## Documento
Come è nata l’idea di raccontare i treni bianchi verso Lourdes?

L’idea è nata con una memoria, in realtà, che è riaffiorata grazie a un racconto di una mia amica e che mi ha portato un po’ indietro nel tempo, perché i miei nonni hanno fatto questo viaggio tanti anni fa. Quindi sono tornato indietro nel tempo anche a livello di background familiare perché comunque la mia famiglia è molto cattolica e l’abbinamento è stato molto semplice, praticamente un tuffo nel passato che mi è servito per capire un po’ meglio con gli occhi di un adulto. Poi mi sono un po’ discostato da quel mondo, però mi è servito tanto questo lavoro per cercare di capire proprio quel mondo e capire anche meglio mia madre e mia nonna.

E immagino anche per collocarlo nel 2025 e capirlo nel contesto di oggi.

## Obiettivo
Dì se ognuna di queste affermazioni concorda con il documento sui treni bianchi verso Lourdes, rispondendo sì o no e citando tra virgolette le parole del documento che lo decidono. 1. I nonni di chi parla hanno fatto il viaggio molti anni fa. 2. La famiglia di chi parla è poco religiosa. 3. Il lavoro ha aiutato chi parla a capire meglio la madre e la nonna. Per rispondere usa soltanto il documento.

## Dati forniti
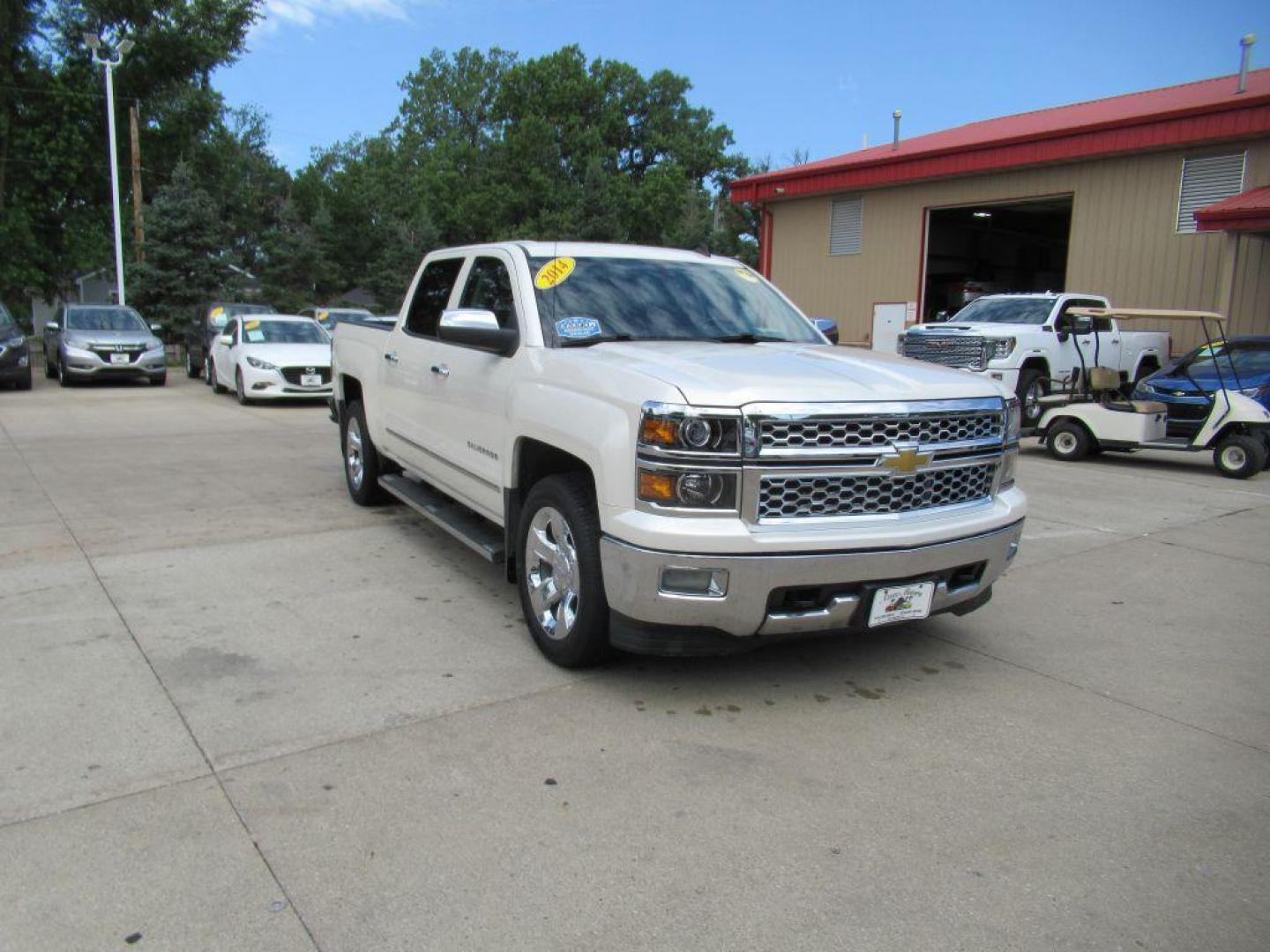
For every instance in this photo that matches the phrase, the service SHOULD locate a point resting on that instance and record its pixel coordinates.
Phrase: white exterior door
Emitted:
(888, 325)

## Soluzione
1. Sì: "i miei nonni hanno fatto questo viaggio tanti anni fa"
2. No: "la mia famiglia è molto cattolica"
3. Sì: "capire anche meglio mia madre e mia nonna"